■ **文档片段**
________________
关于陈独秀“右倾”的历史定位的认识与反思
摘 要:历史的哲思和书生的气质使陈独秀与社会环境不相谐调,中共领导人的位置使他无法逃脱政治博弈的旋涡。他具有中国传统书生的傲骨,把“求真”看得比生命还重要。他有书生的意气,却缺少“求用”的权谋,他的二次革命思想成为别人攻击自己的利器。任何政党,无论是苏共、国民党还是中共,他所考虑的首先是政党的利益,其次是国家的利益,最后才是天下的利益,陈独秀处在这三者的夹缝中,成为他们博弈的牺牲品。但陈独秀不仅曾是中共的陈独秀,更应该是整个社会的陈独秀,对他的评价,决不能拿一个政党的标准做尺度,民众更应拿着社会的尺度去评价一个历史人物。但愿随着那段历史的远去、利害的淡化,陈独秀的历史定位能够与历史真实相符。
________________
■ **数据内容**
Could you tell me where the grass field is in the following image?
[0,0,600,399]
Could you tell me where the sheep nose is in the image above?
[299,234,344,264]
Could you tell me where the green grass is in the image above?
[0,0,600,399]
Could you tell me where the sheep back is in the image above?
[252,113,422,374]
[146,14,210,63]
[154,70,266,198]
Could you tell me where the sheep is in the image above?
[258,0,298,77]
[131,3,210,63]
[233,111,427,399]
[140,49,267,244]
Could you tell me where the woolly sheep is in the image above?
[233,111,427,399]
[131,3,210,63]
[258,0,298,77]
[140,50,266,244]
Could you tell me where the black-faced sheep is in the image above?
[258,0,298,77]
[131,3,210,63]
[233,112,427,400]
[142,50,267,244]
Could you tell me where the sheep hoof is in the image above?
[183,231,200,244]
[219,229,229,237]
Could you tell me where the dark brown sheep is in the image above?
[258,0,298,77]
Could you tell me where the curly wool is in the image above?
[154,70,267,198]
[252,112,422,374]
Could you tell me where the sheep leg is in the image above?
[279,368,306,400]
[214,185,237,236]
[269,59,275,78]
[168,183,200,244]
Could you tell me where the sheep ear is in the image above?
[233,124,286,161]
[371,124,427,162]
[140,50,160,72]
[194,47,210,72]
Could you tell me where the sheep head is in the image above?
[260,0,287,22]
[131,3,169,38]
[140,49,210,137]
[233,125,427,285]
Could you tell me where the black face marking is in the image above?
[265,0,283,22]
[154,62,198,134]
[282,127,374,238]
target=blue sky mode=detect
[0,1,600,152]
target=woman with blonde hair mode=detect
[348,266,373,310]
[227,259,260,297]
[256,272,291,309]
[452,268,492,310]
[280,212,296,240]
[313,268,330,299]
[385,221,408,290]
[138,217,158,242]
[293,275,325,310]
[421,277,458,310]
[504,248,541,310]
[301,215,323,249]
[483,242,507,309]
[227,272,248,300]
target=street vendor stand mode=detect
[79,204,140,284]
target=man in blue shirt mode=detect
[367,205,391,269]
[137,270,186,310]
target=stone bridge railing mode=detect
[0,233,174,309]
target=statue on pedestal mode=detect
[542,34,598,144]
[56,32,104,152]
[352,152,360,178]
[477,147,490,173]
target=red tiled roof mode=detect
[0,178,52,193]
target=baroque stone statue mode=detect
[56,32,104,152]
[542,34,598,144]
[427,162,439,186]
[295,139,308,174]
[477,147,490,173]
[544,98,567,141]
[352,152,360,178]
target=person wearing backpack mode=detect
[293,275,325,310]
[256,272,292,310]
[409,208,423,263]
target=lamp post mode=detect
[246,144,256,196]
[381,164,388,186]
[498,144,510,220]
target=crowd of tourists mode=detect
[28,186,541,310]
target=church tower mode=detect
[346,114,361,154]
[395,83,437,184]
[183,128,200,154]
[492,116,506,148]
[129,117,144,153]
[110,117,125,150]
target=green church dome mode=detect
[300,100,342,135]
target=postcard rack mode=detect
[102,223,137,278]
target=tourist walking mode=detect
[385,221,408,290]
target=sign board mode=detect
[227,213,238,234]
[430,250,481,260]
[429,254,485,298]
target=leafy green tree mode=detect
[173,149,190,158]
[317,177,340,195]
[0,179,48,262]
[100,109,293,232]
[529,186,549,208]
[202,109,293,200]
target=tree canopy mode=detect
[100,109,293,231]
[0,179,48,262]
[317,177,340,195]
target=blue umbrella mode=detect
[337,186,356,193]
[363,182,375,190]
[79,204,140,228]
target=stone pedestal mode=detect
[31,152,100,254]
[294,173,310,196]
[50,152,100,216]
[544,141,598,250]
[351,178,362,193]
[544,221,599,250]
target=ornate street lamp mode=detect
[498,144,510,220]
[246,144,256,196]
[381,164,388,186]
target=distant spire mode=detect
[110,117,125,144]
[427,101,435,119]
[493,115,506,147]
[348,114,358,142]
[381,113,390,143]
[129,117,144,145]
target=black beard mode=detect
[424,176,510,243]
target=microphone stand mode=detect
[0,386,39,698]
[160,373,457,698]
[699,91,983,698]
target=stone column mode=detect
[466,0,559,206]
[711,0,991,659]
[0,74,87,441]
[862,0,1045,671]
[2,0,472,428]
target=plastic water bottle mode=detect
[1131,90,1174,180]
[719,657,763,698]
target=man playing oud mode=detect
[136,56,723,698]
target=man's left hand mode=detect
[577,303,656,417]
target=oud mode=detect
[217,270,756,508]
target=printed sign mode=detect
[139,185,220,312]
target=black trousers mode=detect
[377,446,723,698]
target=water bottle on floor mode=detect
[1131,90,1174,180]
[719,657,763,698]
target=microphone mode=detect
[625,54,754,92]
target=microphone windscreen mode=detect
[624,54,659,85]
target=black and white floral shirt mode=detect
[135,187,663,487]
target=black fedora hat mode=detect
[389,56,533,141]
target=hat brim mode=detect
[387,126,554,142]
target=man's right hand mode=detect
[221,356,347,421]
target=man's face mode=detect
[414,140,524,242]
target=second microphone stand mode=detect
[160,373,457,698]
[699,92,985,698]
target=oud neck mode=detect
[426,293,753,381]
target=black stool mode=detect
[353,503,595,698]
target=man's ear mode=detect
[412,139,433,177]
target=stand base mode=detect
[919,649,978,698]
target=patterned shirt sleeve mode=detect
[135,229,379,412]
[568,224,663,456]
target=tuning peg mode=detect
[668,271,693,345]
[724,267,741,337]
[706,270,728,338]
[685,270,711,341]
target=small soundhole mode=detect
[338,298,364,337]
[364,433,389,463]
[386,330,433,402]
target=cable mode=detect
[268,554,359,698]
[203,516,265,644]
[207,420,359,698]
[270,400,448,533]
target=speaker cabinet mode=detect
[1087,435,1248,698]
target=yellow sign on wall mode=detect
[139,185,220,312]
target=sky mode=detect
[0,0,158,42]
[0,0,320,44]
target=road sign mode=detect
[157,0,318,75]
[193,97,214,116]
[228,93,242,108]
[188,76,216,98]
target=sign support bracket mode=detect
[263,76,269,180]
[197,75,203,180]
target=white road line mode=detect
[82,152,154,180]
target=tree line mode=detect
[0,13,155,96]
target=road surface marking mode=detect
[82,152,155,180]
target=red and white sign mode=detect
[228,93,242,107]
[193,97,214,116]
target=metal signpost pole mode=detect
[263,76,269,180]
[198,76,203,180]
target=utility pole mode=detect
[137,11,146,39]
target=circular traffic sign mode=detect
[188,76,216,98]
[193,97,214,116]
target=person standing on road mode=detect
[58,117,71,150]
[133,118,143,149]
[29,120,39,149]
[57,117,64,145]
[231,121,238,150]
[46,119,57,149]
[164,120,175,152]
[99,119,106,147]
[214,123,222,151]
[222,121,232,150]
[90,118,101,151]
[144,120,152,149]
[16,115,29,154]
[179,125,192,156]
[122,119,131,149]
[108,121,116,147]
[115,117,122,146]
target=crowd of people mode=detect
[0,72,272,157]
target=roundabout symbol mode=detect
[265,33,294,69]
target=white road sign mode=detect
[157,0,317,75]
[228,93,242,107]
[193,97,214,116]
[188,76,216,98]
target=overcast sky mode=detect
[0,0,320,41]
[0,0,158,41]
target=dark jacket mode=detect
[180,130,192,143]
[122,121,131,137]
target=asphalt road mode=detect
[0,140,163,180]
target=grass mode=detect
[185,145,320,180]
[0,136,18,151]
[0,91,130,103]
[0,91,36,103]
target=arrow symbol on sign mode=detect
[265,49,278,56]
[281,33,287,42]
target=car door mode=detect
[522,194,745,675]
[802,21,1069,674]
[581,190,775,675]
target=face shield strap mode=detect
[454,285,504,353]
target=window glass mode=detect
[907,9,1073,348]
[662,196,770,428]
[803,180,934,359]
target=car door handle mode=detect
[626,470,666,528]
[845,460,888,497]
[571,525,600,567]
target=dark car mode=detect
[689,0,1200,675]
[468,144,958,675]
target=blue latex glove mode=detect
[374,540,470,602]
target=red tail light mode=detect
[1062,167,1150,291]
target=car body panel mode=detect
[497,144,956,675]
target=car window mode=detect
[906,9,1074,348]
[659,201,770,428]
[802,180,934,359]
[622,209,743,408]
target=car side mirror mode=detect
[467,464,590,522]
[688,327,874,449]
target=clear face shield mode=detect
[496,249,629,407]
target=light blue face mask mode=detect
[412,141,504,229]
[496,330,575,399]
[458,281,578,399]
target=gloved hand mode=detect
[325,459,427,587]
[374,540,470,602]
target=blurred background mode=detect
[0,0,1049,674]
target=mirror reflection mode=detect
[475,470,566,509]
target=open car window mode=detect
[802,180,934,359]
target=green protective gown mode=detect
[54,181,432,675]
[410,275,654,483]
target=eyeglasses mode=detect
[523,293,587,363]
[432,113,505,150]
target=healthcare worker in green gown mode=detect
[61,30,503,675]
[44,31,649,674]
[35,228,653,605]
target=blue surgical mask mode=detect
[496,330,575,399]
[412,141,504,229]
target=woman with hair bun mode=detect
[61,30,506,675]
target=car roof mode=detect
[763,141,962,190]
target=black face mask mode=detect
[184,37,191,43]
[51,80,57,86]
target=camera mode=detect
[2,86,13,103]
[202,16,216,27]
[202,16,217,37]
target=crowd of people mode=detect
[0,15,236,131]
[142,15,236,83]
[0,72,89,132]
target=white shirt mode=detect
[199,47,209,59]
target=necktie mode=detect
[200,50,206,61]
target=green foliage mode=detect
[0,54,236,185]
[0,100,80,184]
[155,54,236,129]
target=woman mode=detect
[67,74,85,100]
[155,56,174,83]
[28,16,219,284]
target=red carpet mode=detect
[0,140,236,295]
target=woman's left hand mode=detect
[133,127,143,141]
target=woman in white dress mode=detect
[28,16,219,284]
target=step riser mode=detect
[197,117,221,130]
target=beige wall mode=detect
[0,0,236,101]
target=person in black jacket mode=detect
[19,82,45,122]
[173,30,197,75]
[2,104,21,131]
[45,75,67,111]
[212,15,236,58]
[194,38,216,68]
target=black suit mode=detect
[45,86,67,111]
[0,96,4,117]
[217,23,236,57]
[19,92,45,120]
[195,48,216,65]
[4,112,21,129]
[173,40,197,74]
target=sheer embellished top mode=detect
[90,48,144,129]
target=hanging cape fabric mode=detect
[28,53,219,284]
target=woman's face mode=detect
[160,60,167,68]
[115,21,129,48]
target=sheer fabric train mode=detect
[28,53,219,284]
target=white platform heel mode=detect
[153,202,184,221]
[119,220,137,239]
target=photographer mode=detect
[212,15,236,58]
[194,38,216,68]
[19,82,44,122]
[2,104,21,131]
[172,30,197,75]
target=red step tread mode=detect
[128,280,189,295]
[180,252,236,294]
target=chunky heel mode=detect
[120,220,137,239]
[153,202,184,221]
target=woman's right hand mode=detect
________________
■ **任务目标 1**
请把列表中从含有"Could you tell me where the black face"的那一行到含有"[429,254,485,298]"的那一行之间的内容照原样抄录下来，首尾两行都包括在内。
■ **任务目标 2**
请紧接着关于陈独秀历史定位的那篇文章的最后一句，往下续写文章内容。

■ **任务结果 1**
Could you tell me where the black face marking is in the image above?
[265,0,283,22]
[154,62,198,134]
[282,127,374,238]
target=blue sky mode=detect
[0,1,600,152]
target=woman with blonde hair mode=detect
[348,266,373,310]
[227,259,260,297]
[256,272,291,309]
[452,268,492,310]
[280,212,296,240]
[313,268,330,299]
[385,221,408,290]
[138,217,158,242]
[293,275,325,310]
[421,277,458,310]
[504,248,541,310]
[301,215,323,249]
[483,242,507,309]
[227,272,248,300]
target=street vendor stand mode=detect
[79,204,140,284]
target=man in blue shirt mode=detect
[367,205,391,269]
[137,270,186,310]
target=stone bridge railing mode=detect
[0,233,174,309]
target=statue on pedestal mode=detect
[542,34,598,144]
[56,32,104,152]
[352,152,360,178]
[477,147,490,173]
target=red tiled roof mode=detect
[0,178,52,193]
target=baroque stone statue mode=detect
[56,32,104,152]
[542,34,598,144]
[427,162,439,186]
[295,139,308,174]
[477,147,490,173]
[544,98,567,141]
[352,152,360,178]
target=person wearing backpack mode=detect
[293,275,325,310]
[256,272,292,310]
[409,208,423,263]
target=lamp post mode=detect
[246,144,256,196]
[381,164,388,186]
[498,144,510,220]
target=crowd of tourists mode=detect
[28,186,541,310]
target=church tower mode=detect
[346,114,361,154]
[395,83,437,184]
[183,128,200,154]
[492,116,506,148]
[129,117,144,153]
[110,117,125,150]
target=green church dome mode=detect
[300,100,342,135]
target=postcard rack mode=detect
[102,223,137,278]
target=tourist walking mode=detect
[385,221,408,290]
target=sign board mode=detect
[227,213,238,234]
[430,250,481,260]
[429,254,485,298]

■ **任务结果 2**
关键词:右倾;历史定位;认识;反思
自1927年以来,陈独秀就被冠以机会主义的二次革命论、右倾机会主义、右倾投降主义路线、托陈取消派、反共产国际、反党、反革命、汉奸、叛徒等一系列帽子。到2002年9月,新的《中国共产党历史》与读者见面时,陈独秀就只剩下“右倾机会主义”了,然这顶帽子在众多历史档案的逐步解密和在众多学者关注下也逐渐站不住脚了。这是陈独秀个人的悲剧,是他书生气质与政治环境不相谐调的结果,是几个政党和集团利益相互博弈的结局,但他在那样狂热兴奋的年代能跳出一党利益的局限,做出一些对社会问题理性的思索,又是多么有远见,其宽大胸怀和精神,令人不得不去重视和反思。
一、陈独秀“右倾”的历史定位
陈独秀“右倾”等一系列帽子,包括集体的、个人的、文件的、私说的。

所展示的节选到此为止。